Exercise text -

The horizontal cruciform rotor wing, also known as the X-wing, is a form of the Stopped rotor.

Teledyne Ryan studied the concept in the 1970s and took out a number of patents. The X-Wing circulation control rotor was developed in the mid-1970s under DARPA funding. The concept was first developed by the David W. Taylor Naval Ship Research and Development Center and an experimental rotor built by Lockheed Corporation, for testing on the Sikorsky S-72 Rotor Systems Research Aircraft (RSRA).

Intended to take off vertically like a helicopter, the rigid rotor could be stopped in mid-flight to act as an X-shape cruciform wing providing lift during forward flight, assisting the RSRA's conventional fixed wings. Instead of controlling lift by altering the angle of attack of its blades as more conventional helicopters do, the craft used compressed air fed from the engines and expelled from its blades to generate a virtual wing surface, similar to blown flaps on a conventional platform. Computerized valves made sure the compressed air came from the correct edge of the rotor, the correct edge changing as the rotor rotated.

Aim of the exercise -
According to the X-wing text, which company built the experimental rotor for testing on the Sikorsky S-72?

Data excerpts -

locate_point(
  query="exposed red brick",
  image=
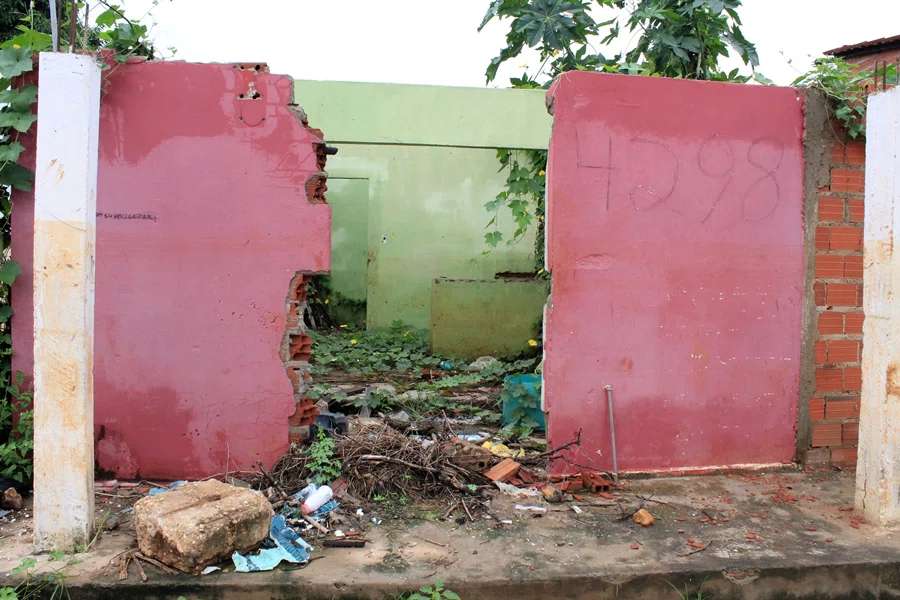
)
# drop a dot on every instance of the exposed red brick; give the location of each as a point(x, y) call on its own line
point(829, 380)
point(856, 153)
point(850, 436)
point(841, 351)
point(841, 294)
point(819, 293)
point(839, 153)
point(816, 409)
point(852, 267)
point(831, 323)
point(831, 209)
point(854, 323)
point(818, 457)
point(842, 409)
point(852, 379)
point(845, 238)
point(823, 238)
point(821, 348)
point(844, 457)
point(827, 434)
point(829, 266)
point(845, 180)
point(857, 210)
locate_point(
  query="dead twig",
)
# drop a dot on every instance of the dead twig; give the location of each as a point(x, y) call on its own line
point(152, 561)
point(463, 502)
point(697, 550)
point(549, 453)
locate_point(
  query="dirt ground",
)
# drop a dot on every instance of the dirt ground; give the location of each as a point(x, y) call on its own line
point(734, 526)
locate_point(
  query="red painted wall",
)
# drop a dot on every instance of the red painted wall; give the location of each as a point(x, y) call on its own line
point(203, 221)
point(675, 239)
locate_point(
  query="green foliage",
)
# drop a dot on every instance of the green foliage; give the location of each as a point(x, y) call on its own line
point(523, 399)
point(398, 348)
point(49, 584)
point(668, 38)
point(25, 31)
point(435, 591)
point(844, 86)
point(322, 463)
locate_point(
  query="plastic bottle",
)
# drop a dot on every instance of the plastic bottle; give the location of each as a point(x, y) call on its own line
point(317, 499)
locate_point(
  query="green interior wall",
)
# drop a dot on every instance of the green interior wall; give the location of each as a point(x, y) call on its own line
point(472, 318)
point(428, 157)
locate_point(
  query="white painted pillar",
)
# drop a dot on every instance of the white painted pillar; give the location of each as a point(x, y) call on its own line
point(878, 466)
point(64, 243)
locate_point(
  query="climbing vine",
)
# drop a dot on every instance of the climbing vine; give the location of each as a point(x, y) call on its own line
point(668, 38)
point(122, 38)
point(845, 87)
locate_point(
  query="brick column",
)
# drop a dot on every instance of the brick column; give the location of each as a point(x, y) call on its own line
point(834, 409)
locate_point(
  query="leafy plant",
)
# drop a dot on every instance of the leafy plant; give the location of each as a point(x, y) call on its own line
point(669, 38)
point(322, 464)
point(398, 348)
point(114, 32)
point(844, 86)
point(49, 584)
point(435, 591)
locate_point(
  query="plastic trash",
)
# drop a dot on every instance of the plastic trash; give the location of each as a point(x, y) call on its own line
point(172, 486)
point(289, 547)
point(317, 499)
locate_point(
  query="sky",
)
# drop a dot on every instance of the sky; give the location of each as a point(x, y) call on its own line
point(426, 42)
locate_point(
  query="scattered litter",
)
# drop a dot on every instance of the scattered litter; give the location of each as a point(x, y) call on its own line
point(158, 490)
point(503, 471)
point(288, 546)
point(503, 451)
point(551, 494)
point(643, 518)
point(345, 543)
point(511, 490)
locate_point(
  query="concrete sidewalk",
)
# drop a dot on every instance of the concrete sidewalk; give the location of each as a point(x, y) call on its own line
point(773, 536)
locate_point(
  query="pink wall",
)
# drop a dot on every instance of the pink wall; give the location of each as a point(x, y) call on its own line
point(203, 221)
point(675, 239)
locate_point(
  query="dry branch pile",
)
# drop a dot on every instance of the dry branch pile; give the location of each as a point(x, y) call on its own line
point(378, 459)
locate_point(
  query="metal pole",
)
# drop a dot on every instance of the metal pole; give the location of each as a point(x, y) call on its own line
point(612, 433)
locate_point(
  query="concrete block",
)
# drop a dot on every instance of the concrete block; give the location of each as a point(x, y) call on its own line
point(199, 524)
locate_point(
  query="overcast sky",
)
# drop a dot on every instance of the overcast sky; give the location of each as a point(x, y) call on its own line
point(430, 42)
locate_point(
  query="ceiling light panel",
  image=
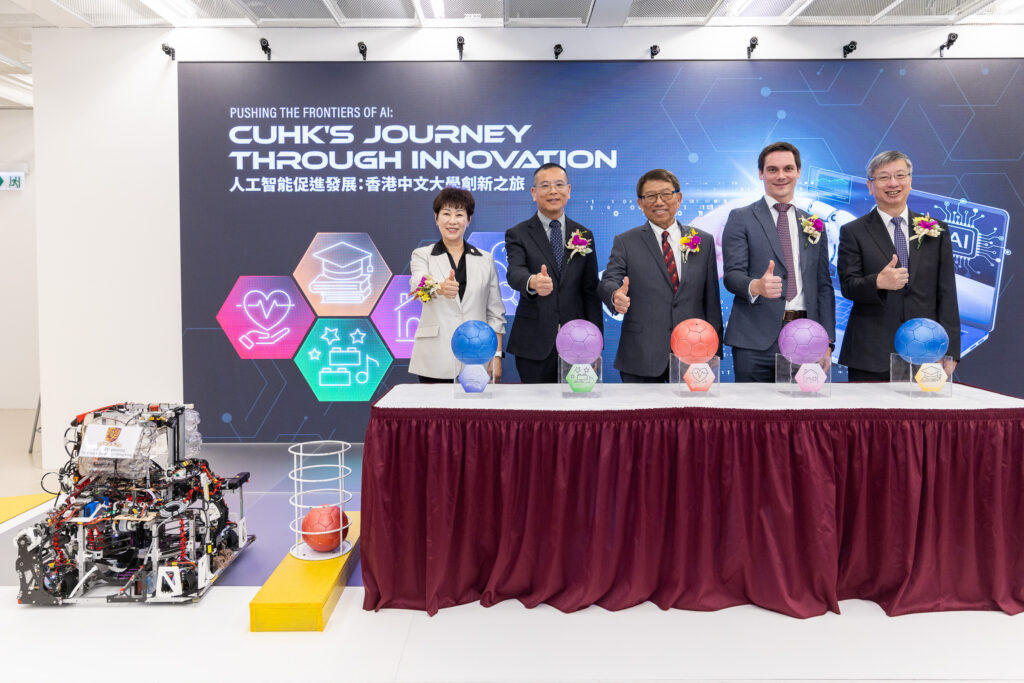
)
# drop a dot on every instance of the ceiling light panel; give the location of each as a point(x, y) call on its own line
point(370, 10)
point(667, 12)
point(284, 12)
point(464, 9)
point(753, 8)
point(113, 12)
point(546, 12)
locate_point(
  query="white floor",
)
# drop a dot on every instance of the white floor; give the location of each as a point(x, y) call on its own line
point(211, 642)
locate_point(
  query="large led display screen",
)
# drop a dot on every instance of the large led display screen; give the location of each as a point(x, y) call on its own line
point(305, 186)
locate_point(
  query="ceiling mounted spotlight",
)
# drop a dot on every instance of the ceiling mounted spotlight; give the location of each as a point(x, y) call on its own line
point(950, 39)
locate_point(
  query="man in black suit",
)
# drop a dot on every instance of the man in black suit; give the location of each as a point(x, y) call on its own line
point(556, 282)
point(776, 271)
point(893, 272)
point(657, 283)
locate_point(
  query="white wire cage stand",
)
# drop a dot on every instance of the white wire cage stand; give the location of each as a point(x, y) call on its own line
point(322, 466)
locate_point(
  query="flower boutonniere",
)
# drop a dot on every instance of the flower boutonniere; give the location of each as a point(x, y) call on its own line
point(427, 289)
point(925, 225)
point(689, 244)
point(578, 245)
point(813, 227)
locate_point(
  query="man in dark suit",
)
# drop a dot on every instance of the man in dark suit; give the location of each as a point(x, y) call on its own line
point(656, 282)
point(776, 271)
point(893, 272)
point(556, 283)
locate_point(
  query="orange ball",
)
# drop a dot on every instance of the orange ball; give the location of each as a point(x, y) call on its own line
point(321, 527)
point(694, 341)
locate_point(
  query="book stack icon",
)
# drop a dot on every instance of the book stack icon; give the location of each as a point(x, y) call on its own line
point(344, 275)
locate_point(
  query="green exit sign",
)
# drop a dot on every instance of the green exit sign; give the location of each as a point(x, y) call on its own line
point(11, 180)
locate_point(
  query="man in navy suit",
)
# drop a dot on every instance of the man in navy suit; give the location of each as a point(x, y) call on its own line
point(893, 273)
point(556, 284)
point(776, 271)
point(656, 282)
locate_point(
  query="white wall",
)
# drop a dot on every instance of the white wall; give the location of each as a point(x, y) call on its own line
point(108, 179)
point(19, 341)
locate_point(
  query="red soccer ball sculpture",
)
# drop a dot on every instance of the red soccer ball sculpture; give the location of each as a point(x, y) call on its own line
point(694, 341)
point(321, 527)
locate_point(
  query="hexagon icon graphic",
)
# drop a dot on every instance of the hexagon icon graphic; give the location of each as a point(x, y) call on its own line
point(495, 243)
point(343, 359)
point(264, 316)
point(397, 315)
point(342, 273)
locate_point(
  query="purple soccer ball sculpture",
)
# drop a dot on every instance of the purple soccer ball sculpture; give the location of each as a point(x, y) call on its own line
point(803, 341)
point(579, 341)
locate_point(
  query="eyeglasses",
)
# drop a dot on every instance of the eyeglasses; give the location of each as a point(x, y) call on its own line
point(653, 197)
point(899, 177)
point(545, 186)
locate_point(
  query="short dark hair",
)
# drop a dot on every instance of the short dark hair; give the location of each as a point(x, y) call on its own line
point(778, 146)
point(656, 174)
point(885, 159)
point(551, 164)
point(455, 198)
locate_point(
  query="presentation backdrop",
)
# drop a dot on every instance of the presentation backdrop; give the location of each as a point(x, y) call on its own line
point(305, 187)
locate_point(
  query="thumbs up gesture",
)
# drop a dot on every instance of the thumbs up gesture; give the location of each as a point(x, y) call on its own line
point(768, 285)
point(541, 282)
point(450, 287)
point(621, 299)
point(892, 278)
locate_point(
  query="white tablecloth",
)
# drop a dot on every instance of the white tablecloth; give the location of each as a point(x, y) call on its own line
point(642, 396)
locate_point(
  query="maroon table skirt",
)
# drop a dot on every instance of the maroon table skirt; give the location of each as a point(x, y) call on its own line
point(694, 509)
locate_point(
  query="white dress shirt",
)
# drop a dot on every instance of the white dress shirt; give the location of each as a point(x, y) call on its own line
point(796, 243)
point(904, 225)
point(675, 235)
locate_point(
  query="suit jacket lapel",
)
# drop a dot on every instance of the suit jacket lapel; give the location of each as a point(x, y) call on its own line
point(808, 255)
point(441, 267)
point(913, 248)
point(771, 231)
point(877, 228)
point(540, 237)
point(647, 237)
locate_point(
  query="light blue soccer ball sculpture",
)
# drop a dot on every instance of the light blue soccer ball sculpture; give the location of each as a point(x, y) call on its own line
point(474, 342)
point(922, 340)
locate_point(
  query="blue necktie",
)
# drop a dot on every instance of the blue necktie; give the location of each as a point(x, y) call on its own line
point(900, 241)
point(556, 243)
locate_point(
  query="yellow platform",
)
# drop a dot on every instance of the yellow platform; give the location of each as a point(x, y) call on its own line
point(301, 594)
point(12, 506)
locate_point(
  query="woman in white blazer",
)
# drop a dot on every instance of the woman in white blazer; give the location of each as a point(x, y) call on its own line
point(468, 291)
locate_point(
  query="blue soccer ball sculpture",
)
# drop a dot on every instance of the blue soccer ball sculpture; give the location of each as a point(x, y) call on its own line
point(474, 342)
point(922, 340)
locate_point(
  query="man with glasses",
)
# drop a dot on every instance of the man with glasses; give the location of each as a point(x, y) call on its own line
point(893, 270)
point(553, 265)
point(776, 270)
point(656, 282)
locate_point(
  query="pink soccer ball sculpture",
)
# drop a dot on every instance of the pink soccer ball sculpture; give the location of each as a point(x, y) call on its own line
point(803, 341)
point(579, 341)
point(694, 341)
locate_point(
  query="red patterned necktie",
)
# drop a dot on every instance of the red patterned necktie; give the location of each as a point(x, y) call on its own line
point(783, 237)
point(670, 261)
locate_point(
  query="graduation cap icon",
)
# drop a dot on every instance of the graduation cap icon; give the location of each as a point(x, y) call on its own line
point(344, 275)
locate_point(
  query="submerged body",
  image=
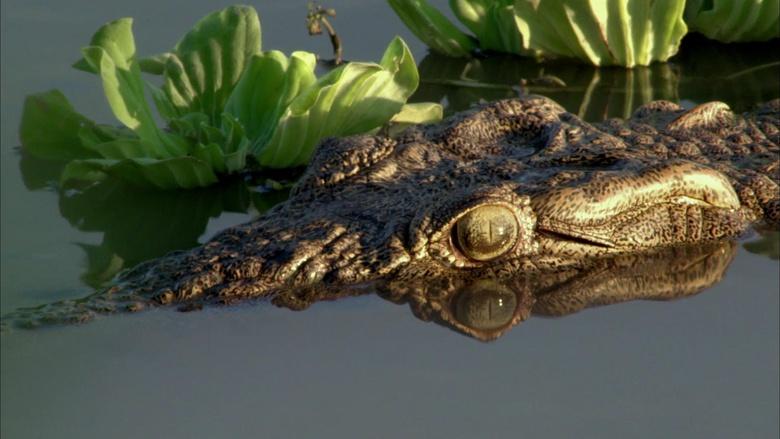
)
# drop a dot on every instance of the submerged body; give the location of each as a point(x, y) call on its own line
point(513, 187)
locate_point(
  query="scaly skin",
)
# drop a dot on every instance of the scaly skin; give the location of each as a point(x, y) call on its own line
point(370, 208)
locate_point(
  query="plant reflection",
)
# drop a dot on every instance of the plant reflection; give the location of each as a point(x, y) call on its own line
point(138, 225)
point(739, 74)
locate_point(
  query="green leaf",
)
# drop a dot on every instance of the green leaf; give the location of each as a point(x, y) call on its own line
point(613, 32)
point(433, 28)
point(413, 114)
point(172, 173)
point(480, 17)
point(127, 148)
point(155, 64)
point(50, 127)
point(734, 20)
point(112, 55)
point(206, 64)
point(266, 89)
point(355, 98)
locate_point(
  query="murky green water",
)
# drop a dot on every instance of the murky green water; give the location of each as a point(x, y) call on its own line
point(704, 366)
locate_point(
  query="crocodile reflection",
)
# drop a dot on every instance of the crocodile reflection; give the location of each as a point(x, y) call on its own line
point(486, 309)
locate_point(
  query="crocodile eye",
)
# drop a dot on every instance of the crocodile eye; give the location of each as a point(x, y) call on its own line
point(486, 232)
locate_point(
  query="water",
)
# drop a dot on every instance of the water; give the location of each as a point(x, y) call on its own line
point(703, 366)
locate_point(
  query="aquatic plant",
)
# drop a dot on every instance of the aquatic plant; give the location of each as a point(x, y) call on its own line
point(619, 32)
point(491, 21)
point(734, 20)
point(226, 103)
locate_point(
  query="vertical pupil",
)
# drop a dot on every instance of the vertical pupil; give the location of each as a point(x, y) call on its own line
point(487, 232)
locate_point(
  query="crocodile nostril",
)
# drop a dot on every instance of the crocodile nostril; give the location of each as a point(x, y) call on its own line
point(486, 232)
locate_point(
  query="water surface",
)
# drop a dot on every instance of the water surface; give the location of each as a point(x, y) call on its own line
point(702, 366)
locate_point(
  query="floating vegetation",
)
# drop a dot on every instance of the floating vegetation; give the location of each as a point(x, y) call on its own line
point(734, 20)
point(624, 33)
point(227, 104)
point(620, 32)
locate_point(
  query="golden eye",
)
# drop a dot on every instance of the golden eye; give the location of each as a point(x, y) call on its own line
point(486, 232)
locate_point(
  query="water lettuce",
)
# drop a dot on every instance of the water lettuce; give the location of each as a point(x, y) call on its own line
point(615, 32)
point(734, 20)
point(227, 105)
point(491, 21)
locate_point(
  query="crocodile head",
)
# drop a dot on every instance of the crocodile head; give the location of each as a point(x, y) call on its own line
point(513, 187)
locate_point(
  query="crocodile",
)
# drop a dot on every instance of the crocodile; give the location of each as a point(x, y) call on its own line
point(517, 186)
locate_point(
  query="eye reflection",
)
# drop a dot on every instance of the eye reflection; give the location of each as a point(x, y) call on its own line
point(486, 232)
point(484, 305)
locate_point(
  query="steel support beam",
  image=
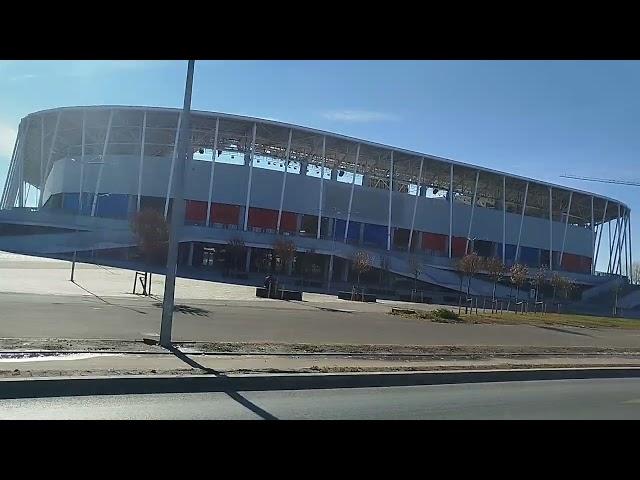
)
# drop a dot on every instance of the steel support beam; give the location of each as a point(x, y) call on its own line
point(415, 204)
point(53, 144)
point(504, 219)
point(173, 164)
point(104, 153)
point(353, 184)
point(550, 228)
point(593, 237)
point(613, 251)
point(320, 200)
point(213, 167)
point(141, 166)
point(284, 178)
point(631, 273)
point(601, 229)
point(566, 226)
point(246, 205)
point(524, 207)
point(42, 158)
point(390, 202)
point(450, 207)
point(177, 213)
point(473, 207)
point(7, 180)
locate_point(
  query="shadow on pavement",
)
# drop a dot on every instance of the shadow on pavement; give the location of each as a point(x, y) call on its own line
point(232, 394)
point(562, 330)
point(106, 301)
point(201, 312)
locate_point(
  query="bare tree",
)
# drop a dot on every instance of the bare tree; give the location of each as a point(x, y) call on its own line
point(519, 275)
point(469, 265)
point(152, 234)
point(361, 263)
point(286, 250)
point(495, 268)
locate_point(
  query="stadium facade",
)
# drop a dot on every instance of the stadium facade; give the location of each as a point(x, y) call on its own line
point(88, 169)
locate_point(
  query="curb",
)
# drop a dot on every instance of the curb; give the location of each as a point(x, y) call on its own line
point(129, 385)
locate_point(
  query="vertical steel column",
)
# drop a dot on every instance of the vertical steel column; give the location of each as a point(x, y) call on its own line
point(551, 228)
point(104, 153)
point(473, 206)
point(524, 206)
point(42, 158)
point(53, 143)
point(631, 273)
point(284, 178)
point(504, 219)
point(213, 166)
point(23, 147)
point(82, 154)
point(177, 214)
point(613, 251)
point(173, 164)
point(415, 204)
point(390, 201)
point(566, 226)
point(144, 134)
point(324, 144)
point(353, 184)
point(246, 207)
point(7, 181)
point(450, 207)
point(631, 277)
point(621, 237)
point(610, 245)
point(604, 214)
point(593, 237)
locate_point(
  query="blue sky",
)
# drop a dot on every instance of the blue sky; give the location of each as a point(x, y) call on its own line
point(534, 118)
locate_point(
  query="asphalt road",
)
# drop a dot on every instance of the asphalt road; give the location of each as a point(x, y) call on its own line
point(557, 399)
point(127, 318)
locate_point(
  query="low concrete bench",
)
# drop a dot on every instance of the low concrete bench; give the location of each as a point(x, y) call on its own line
point(367, 297)
point(280, 294)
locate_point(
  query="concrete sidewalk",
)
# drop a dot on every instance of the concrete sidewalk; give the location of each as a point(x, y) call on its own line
point(182, 362)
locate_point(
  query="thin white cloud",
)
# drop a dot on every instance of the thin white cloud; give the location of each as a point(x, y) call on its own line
point(88, 68)
point(359, 116)
point(24, 76)
point(7, 140)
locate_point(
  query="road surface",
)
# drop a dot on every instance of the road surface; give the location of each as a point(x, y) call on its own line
point(557, 399)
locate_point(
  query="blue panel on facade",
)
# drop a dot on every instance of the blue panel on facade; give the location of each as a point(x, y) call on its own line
point(70, 202)
point(112, 206)
point(353, 235)
point(529, 256)
point(375, 235)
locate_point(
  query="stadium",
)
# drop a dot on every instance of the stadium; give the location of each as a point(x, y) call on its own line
point(78, 174)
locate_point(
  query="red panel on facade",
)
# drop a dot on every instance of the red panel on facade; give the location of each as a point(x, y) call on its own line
point(288, 221)
point(571, 262)
point(223, 213)
point(434, 241)
point(196, 211)
point(263, 218)
point(458, 246)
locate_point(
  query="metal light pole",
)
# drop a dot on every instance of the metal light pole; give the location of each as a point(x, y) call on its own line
point(177, 212)
point(75, 250)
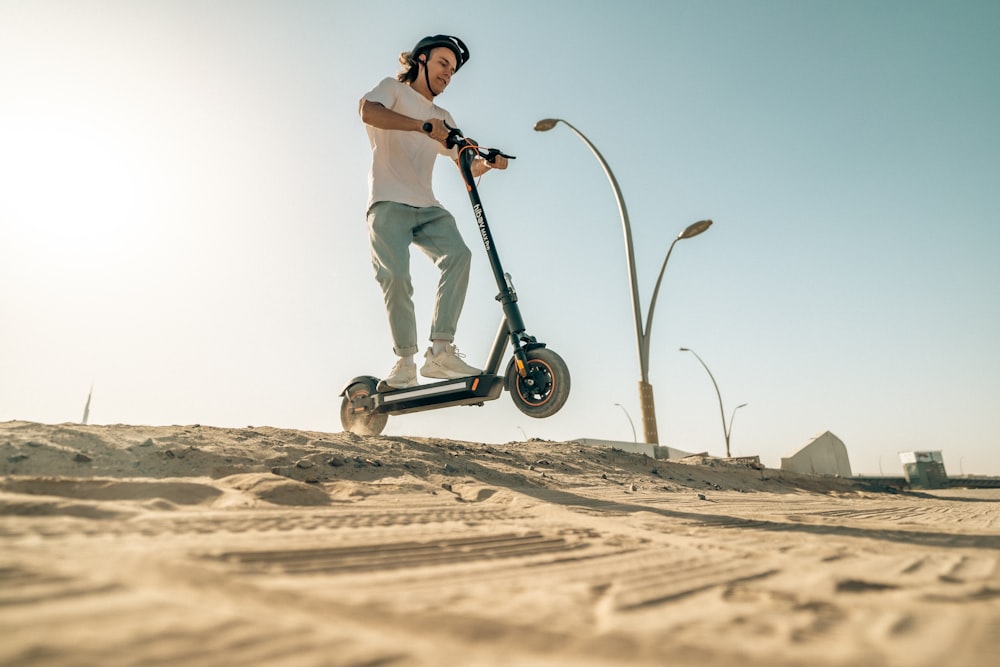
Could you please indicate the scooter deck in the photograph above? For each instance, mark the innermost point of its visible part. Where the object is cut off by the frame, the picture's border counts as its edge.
(473, 390)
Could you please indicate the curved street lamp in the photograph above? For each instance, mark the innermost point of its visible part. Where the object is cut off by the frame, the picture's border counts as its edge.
(725, 431)
(729, 433)
(641, 336)
(629, 417)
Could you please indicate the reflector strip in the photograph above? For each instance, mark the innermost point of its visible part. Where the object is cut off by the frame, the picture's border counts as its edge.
(397, 396)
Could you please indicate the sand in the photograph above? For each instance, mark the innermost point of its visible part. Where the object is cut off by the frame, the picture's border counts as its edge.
(192, 545)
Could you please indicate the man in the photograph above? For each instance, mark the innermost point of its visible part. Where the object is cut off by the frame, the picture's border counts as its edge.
(407, 131)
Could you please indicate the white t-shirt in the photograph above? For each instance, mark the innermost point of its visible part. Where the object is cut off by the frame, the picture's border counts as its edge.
(403, 162)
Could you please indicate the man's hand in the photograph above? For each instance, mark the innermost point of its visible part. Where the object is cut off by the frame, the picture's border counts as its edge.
(439, 131)
(499, 163)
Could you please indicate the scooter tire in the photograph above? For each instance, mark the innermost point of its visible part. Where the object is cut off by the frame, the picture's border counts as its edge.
(361, 422)
(545, 386)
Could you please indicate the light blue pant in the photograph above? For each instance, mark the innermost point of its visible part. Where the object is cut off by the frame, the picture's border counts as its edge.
(392, 228)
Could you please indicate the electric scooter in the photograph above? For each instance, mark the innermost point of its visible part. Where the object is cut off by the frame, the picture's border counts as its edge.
(536, 377)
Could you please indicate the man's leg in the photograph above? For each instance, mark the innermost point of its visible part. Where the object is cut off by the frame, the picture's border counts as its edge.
(439, 238)
(390, 232)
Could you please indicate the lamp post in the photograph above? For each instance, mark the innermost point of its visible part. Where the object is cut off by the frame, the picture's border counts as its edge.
(629, 417)
(729, 433)
(725, 430)
(641, 335)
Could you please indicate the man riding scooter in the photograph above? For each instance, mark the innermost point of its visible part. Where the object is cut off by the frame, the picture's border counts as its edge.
(407, 131)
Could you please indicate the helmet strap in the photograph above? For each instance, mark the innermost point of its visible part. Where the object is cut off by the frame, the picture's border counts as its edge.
(427, 78)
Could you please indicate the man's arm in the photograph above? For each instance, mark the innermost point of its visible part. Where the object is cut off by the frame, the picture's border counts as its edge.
(377, 115)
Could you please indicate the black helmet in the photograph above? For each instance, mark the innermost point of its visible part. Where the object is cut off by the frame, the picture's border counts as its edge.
(454, 43)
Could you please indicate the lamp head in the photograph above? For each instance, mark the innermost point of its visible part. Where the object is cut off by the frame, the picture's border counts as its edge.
(546, 124)
(695, 228)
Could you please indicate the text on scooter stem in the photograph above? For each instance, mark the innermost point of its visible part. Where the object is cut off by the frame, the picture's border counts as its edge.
(481, 221)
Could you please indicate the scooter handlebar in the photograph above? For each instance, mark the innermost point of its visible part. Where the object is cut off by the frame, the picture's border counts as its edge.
(457, 139)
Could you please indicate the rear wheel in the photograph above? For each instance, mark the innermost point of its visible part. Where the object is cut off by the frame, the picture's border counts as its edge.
(544, 387)
(357, 418)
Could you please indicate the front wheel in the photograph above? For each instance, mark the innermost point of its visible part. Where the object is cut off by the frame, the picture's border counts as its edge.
(359, 420)
(544, 387)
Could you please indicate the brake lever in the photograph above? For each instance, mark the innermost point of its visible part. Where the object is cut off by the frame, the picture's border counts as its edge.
(491, 155)
(457, 138)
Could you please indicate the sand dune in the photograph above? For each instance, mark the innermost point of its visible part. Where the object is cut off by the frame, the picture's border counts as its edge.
(192, 545)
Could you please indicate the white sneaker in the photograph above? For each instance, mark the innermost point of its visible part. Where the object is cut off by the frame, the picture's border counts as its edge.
(401, 376)
(447, 365)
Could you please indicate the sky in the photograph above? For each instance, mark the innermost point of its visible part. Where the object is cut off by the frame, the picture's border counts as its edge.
(182, 223)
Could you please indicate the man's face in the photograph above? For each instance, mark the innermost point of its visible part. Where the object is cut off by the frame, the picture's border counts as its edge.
(441, 64)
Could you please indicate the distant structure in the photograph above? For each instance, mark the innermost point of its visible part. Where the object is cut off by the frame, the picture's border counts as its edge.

Output of the task -
Lockheed Corporation